- [EXERCISE DESCRIPTION]
Pull out every line of the data below, starting with the one containing "Task: point to every instance of the date" and going down through the one containing "[[175, 106]]", including both of those lines. Reproduce those lines unchanged and nothing else.
═══ EXERCISE DATA
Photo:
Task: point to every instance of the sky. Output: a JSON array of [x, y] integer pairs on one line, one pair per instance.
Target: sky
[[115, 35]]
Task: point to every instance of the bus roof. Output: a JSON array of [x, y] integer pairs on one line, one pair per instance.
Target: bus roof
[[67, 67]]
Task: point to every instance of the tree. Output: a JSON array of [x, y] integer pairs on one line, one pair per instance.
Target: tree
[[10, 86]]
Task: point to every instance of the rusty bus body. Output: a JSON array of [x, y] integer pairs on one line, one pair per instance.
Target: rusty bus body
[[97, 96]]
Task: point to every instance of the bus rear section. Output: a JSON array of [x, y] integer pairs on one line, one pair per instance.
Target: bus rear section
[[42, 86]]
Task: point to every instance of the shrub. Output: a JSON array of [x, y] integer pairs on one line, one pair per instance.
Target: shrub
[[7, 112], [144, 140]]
══════
═══ EXERCISE DATA
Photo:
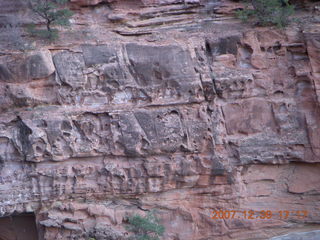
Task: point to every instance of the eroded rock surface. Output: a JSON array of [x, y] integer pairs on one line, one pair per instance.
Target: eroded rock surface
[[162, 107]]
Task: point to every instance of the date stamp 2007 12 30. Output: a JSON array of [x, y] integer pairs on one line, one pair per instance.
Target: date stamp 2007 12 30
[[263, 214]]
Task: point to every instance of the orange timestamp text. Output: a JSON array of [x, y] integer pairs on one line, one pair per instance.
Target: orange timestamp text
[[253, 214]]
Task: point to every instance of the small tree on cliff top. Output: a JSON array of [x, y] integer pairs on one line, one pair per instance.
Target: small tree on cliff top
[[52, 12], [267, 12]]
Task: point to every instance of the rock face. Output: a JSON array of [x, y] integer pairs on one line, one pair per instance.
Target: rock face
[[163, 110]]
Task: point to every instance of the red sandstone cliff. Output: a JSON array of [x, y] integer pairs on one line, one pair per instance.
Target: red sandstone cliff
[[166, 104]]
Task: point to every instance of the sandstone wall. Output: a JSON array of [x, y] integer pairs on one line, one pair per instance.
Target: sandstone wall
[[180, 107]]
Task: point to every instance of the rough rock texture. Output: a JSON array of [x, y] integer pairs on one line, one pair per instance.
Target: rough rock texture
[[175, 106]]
══════
- [WRITTEN RESPONSE]
Task: point to every instance of the date stamp 2007 12 30. Output: a JSON array of [x, y] integer pairs on one line, one pair per instance.
Target: date stamp 2007 12 30
[[263, 214]]
Task: point to every instance of the orange timestamp text. Output: a JSON array of [x, y] integer pairs on one line, one pair per instance.
Target: orange timestamp text
[[253, 214]]
Task: point to every instance of the small tree on cliff top. Output: a JSON array of [x, y] integer pairs on one line, one pair per instance.
Target: small tree on cliff top
[[52, 12], [267, 12]]
Task: point to every instance of the rock face. Output: a JSON array of [x, y] integer pairs on one line, one pair per instance.
Target: rock face
[[163, 110]]
Task: point to every instance of the red sandstone cliff. Output: a JSON array of [x, y] integer pairs on one line, one pair per instance.
Target: red sandstone cliff
[[166, 104]]
Task: point to every instance of the sandstone wall. Output: a JSON array of [x, y] integer pairs on one line, one pair per instance.
Target: sandstone wall
[[180, 107]]
Task: point to every instance of the rough rock texture. Output: a JSON array of [x, y] integer pairs on one line, one pair per instance.
Target: rough rock texture
[[175, 106]]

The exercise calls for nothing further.